● **Direction**
Format the records as a Markdown table with columns Row and Line, covering the span from the line containing "Question. Identify every instance of the dog's eye" through the end of the records, both ends included. Number each row and skip blank lines.

● **Supplied records**
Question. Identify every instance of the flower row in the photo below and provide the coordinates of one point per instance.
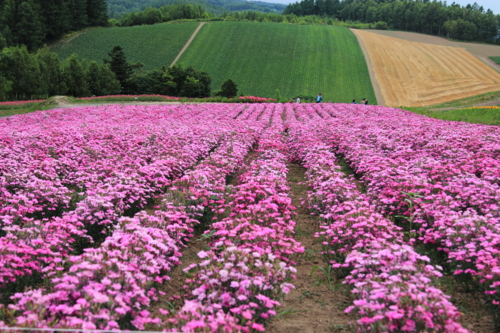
(114, 285)
(239, 280)
(392, 283)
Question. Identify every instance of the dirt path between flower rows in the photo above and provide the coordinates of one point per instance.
(314, 306)
(187, 43)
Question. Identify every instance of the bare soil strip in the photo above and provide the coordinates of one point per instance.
(419, 74)
(376, 88)
(482, 51)
(315, 305)
(187, 43)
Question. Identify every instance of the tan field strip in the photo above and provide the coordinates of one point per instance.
(418, 74)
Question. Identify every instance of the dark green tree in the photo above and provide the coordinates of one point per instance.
(5, 88)
(228, 89)
(51, 73)
(151, 82)
(186, 82)
(21, 68)
(97, 13)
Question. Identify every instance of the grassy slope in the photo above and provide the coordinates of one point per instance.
(263, 57)
(154, 45)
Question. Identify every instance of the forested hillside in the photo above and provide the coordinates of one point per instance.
(118, 8)
(35, 22)
(471, 22)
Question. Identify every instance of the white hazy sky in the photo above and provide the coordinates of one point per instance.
(494, 5)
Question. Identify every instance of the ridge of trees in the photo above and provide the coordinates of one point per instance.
(119, 8)
(40, 74)
(36, 22)
(468, 23)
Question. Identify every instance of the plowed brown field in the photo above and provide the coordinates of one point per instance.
(419, 74)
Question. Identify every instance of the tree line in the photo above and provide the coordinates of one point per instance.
(119, 8)
(471, 22)
(36, 22)
(40, 74)
(163, 14)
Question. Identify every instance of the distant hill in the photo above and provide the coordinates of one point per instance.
(259, 57)
(117, 8)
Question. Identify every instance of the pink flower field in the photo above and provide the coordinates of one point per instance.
(98, 205)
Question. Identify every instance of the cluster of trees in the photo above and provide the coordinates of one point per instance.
(163, 14)
(173, 81)
(41, 74)
(471, 22)
(25, 75)
(36, 22)
(119, 8)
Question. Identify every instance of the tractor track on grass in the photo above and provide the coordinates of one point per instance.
(184, 48)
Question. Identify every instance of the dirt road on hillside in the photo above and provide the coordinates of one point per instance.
(187, 43)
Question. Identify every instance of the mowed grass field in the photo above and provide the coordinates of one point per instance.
(154, 45)
(263, 57)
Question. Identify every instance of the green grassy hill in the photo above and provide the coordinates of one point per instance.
(259, 57)
(154, 45)
(296, 59)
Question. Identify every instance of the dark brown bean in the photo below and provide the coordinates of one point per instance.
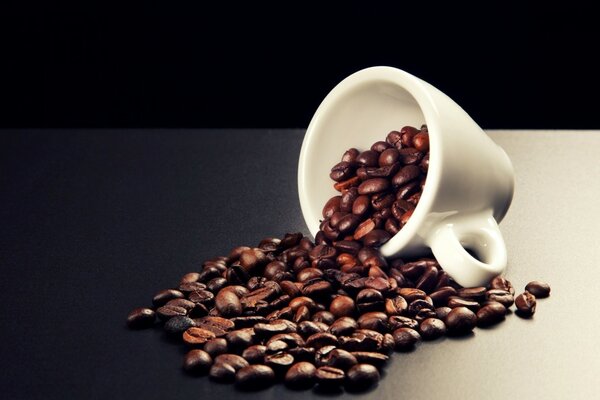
(140, 318)
(538, 289)
(526, 304)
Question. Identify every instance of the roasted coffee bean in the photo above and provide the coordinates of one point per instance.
(342, 306)
(361, 377)
(421, 141)
(161, 298)
(388, 157)
(410, 155)
(538, 289)
(324, 316)
(301, 375)
(254, 377)
(217, 325)
(442, 312)
(255, 354)
(321, 339)
(167, 312)
(407, 134)
(279, 362)
(197, 362)
(460, 321)
(406, 175)
(202, 297)
(236, 361)
(501, 283)
(525, 303)
(374, 320)
(343, 326)
(308, 328)
(491, 313)
(475, 293)
(329, 377)
(350, 155)
(178, 324)
(240, 339)
(364, 228)
(396, 306)
(371, 357)
(228, 304)
(188, 287)
(455, 301)
(376, 238)
(342, 171)
(405, 338)
(501, 296)
(338, 358)
(369, 300)
(197, 336)
(375, 185)
(368, 158)
(442, 294)
(140, 318)
(222, 373)
(432, 328)
(216, 346)
(428, 280)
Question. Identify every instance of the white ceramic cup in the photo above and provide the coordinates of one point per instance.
(470, 180)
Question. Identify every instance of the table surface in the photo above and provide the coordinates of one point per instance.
(93, 222)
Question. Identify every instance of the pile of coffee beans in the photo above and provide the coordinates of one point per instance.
(380, 189)
(330, 312)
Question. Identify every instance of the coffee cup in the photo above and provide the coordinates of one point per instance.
(470, 179)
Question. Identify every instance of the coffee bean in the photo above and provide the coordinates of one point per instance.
(255, 354)
(368, 158)
(405, 338)
(228, 304)
(166, 312)
(503, 284)
(538, 289)
(361, 377)
(197, 336)
(501, 296)
(421, 141)
(432, 328)
(371, 357)
(460, 321)
(475, 293)
(140, 318)
(442, 294)
(254, 377)
(161, 298)
(454, 301)
(222, 372)
(376, 238)
(350, 155)
(301, 375)
(406, 174)
(388, 157)
(490, 314)
(525, 303)
(179, 324)
(342, 171)
(329, 377)
(197, 362)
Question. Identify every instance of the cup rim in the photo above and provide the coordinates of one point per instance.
(418, 90)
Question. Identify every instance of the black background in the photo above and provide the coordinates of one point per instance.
(269, 64)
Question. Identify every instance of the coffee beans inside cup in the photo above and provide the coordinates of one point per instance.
(329, 312)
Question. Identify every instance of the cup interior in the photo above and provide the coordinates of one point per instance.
(353, 115)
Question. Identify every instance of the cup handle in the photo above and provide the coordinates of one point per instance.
(480, 234)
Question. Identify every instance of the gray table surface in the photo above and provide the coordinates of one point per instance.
(94, 222)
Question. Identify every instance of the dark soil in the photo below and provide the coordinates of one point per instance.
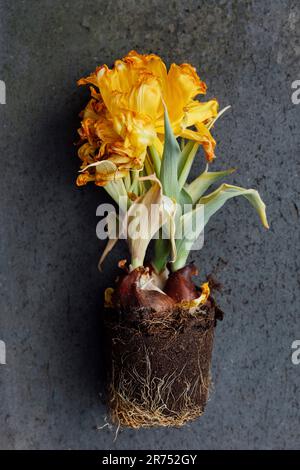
(159, 364)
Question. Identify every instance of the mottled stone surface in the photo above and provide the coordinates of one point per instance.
(51, 292)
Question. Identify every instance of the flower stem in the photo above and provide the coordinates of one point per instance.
(155, 159)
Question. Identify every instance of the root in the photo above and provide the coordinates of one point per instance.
(138, 401)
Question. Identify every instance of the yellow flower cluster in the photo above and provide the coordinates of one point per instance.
(125, 114)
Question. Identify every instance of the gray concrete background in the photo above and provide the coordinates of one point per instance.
(51, 292)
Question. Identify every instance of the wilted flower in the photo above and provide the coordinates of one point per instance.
(125, 115)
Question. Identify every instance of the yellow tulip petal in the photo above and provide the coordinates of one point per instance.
(197, 111)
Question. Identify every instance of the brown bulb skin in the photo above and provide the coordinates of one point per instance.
(180, 286)
(129, 295)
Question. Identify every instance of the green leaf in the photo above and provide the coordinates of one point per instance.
(169, 164)
(188, 165)
(185, 151)
(189, 228)
(198, 187)
(215, 200)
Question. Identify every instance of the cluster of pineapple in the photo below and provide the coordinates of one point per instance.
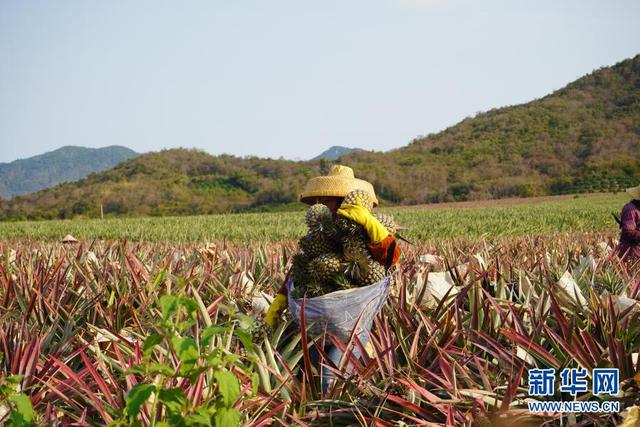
(334, 253)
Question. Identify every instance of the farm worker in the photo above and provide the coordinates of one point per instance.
(330, 190)
(629, 248)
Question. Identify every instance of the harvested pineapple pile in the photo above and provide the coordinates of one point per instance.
(334, 253)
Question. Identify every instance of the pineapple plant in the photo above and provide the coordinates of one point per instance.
(318, 217)
(317, 243)
(374, 273)
(325, 267)
(387, 221)
(365, 198)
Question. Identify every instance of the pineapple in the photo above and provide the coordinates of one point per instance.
(318, 217)
(388, 222)
(365, 198)
(374, 273)
(325, 267)
(317, 243)
(355, 245)
(346, 227)
(299, 270)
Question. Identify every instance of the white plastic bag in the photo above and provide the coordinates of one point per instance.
(340, 311)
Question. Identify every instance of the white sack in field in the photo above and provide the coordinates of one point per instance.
(437, 285)
(341, 310)
(261, 302)
(568, 284)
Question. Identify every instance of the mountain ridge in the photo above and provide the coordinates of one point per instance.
(67, 163)
(583, 137)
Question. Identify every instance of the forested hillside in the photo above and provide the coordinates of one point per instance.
(64, 164)
(584, 137)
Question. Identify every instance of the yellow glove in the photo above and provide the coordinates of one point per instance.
(361, 215)
(280, 302)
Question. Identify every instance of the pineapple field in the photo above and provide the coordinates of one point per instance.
(159, 321)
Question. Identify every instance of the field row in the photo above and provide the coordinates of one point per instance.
(587, 213)
(136, 333)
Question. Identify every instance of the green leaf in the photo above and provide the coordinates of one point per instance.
(227, 417)
(190, 305)
(14, 379)
(159, 277)
(136, 397)
(135, 370)
(210, 332)
(22, 413)
(174, 399)
(151, 341)
(201, 417)
(168, 305)
(228, 386)
(160, 368)
(187, 352)
(245, 339)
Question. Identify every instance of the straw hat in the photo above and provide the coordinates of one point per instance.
(338, 183)
(635, 192)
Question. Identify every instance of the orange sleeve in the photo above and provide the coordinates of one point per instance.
(283, 288)
(385, 249)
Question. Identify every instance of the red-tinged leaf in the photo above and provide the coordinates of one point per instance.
(446, 370)
(408, 405)
(512, 388)
(90, 396)
(266, 418)
(305, 351)
(108, 394)
(532, 347)
(431, 398)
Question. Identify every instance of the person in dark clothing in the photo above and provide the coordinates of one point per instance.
(629, 248)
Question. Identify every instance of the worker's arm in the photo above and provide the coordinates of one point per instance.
(382, 244)
(629, 229)
(385, 252)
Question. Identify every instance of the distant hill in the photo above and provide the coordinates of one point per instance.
(68, 163)
(335, 152)
(584, 137)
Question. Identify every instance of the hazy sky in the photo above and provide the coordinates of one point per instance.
(285, 78)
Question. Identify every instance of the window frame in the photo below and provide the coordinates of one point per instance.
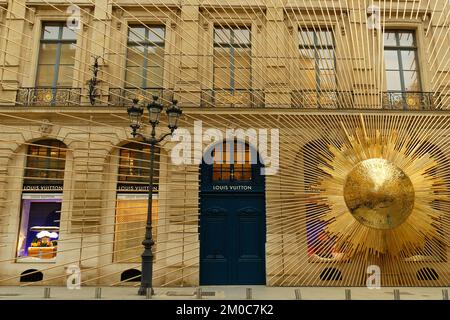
(145, 44)
(61, 157)
(398, 49)
(316, 46)
(57, 64)
(232, 47)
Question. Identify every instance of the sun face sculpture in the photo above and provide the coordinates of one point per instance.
(379, 194)
(379, 191)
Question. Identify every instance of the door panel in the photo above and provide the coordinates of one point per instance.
(232, 239)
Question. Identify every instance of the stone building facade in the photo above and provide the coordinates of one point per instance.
(303, 68)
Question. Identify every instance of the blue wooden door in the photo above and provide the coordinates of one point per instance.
(232, 239)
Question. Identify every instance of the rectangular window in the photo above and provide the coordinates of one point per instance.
(400, 58)
(39, 227)
(317, 59)
(318, 66)
(131, 216)
(232, 65)
(56, 56)
(145, 57)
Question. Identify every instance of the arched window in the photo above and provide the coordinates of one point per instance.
(132, 200)
(41, 200)
(131, 275)
(45, 163)
(232, 162)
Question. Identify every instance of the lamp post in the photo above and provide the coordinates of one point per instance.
(135, 113)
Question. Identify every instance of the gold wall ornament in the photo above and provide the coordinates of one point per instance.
(378, 194)
(396, 220)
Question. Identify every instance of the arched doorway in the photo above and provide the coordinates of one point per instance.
(232, 216)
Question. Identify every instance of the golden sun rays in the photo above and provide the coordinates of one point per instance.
(382, 191)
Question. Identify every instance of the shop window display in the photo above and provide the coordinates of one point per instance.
(39, 228)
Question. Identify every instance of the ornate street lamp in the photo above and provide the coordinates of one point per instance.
(135, 113)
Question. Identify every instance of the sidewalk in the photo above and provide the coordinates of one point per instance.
(223, 293)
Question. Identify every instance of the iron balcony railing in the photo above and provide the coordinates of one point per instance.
(252, 98)
(323, 99)
(249, 98)
(45, 96)
(410, 100)
(391, 100)
(125, 96)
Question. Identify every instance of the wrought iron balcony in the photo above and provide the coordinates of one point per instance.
(125, 96)
(324, 99)
(250, 98)
(47, 96)
(410, 100)
(392, 100)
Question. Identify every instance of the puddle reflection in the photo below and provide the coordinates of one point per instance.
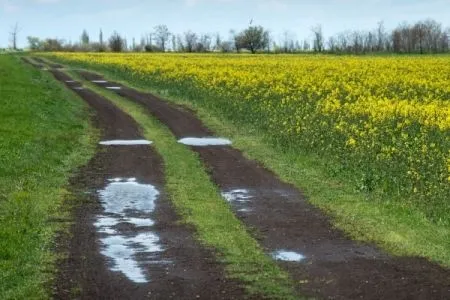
(288, 256)
(125, 142)
(126, 201)
(191, 141)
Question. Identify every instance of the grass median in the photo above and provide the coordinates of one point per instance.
(44, 136)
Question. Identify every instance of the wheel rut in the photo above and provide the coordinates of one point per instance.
(323, 260)
(126, 241)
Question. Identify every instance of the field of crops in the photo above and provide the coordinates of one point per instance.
(383, 121)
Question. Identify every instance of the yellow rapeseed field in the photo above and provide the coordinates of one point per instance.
(385, 120)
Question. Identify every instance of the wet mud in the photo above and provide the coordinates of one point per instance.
(322, 259)
(126, 241)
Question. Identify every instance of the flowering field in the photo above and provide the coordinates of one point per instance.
(383, 121)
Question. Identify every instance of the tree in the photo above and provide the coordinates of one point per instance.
(253, 38)
(318, 38)
(101, 43)
(162, 35)
(190, 41)
(34, 43)
(204, 43)
(14, 35)
(84, 38)
(116, 42)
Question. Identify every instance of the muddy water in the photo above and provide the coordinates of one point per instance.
(125, 142)
(129, 204)
(126, 241)
(205, 141)
(335, 266)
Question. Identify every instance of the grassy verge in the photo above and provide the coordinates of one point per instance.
(396, 227)
(199, 202)
(42, 139)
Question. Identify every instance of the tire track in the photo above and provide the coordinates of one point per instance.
(126, 241)
(292, 229)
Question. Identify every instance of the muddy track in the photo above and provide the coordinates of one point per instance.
(126, 240)
(50, 64)
(335, 266)
(33, 62)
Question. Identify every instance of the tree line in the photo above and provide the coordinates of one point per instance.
(427, 36)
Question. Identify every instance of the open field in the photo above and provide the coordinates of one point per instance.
(387, 149)
(44, 136)
(383, 122)
(303, 200)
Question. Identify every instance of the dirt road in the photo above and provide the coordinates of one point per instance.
(291, 230)
(126, 241)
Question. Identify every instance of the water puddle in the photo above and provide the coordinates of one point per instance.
(125, 142)
(191, 141)
(238, 198)
(125, 226)
(238, 195)
(288, 256)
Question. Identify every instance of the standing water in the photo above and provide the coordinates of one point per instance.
(127, 202)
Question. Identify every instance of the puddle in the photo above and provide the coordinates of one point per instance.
(288, 256)
(125, 142)
(125, 201)
(239, 198)
(205, 141)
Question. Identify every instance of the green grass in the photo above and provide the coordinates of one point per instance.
(396, 227)
(44, 135)
(199, 202)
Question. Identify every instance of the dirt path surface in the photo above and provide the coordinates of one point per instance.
(126, 241)
(49, 63)
(291, 229)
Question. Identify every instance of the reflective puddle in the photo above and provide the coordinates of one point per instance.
(288, 256)
(238, 198)
(125, 142)
(125, 227)
(238, 195)
(191, 141)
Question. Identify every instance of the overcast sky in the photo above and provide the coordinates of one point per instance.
(67, 18)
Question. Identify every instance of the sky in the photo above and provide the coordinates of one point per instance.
(66, 19)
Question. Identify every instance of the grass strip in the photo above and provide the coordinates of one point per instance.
(396, 227)
(199, 202)
(44, 136)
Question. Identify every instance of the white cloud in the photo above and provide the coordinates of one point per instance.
(273, 5)
(196, 2)
(9, 7)
(47, 1)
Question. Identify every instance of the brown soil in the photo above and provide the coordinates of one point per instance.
(33, 63)
(51, 64)
(335, 266)
(184, 270)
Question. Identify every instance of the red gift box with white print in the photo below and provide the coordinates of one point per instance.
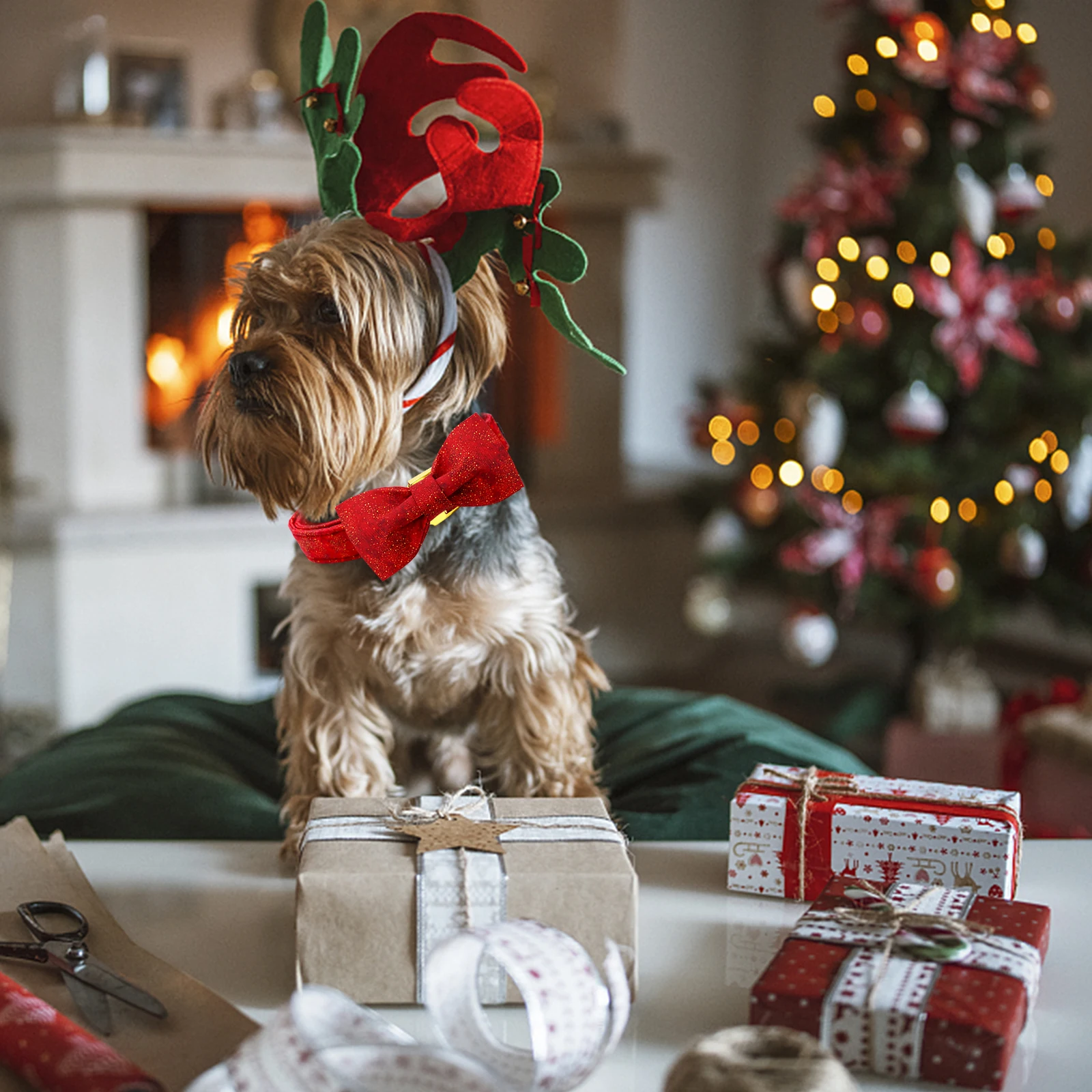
(926, 983)
(792, 829)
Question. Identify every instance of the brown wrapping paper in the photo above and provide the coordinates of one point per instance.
(201, 1028)
(356, 900)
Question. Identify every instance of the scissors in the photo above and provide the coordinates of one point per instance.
(90, 982)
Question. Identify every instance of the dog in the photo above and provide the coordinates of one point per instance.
(464, 663)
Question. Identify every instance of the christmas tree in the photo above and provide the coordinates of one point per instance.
(915, 449)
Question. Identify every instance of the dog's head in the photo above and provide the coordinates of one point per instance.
(332, 327)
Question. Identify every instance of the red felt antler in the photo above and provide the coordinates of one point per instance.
(399, 80)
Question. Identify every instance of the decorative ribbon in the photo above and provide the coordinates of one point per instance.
(458, 889)
(321, 1042)
(874, 1013)
(53, 1054)
(814, 786)
(387, 527)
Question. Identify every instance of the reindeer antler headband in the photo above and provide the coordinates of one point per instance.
(369, 158)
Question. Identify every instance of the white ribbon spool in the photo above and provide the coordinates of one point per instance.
(322, 1042)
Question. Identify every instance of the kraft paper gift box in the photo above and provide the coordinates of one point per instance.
(792, 829)
(369, 908)
(934, 1006)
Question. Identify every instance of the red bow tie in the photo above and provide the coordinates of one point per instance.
(387, 527)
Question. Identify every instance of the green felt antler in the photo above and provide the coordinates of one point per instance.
(560, 256)
(331, 109)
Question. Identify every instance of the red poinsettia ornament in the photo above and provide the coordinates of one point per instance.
(977, 309)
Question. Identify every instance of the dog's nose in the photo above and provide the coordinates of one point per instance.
(247, 366)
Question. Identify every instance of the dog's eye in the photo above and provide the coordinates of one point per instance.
(328, 313)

● **Expected output**
| Row | Line |
|---|---|
| 1 | Question. Identify every instance of the dog's eye in the photo above and provide the coordinates of one point per instance. |
| 2 | (328, 313) |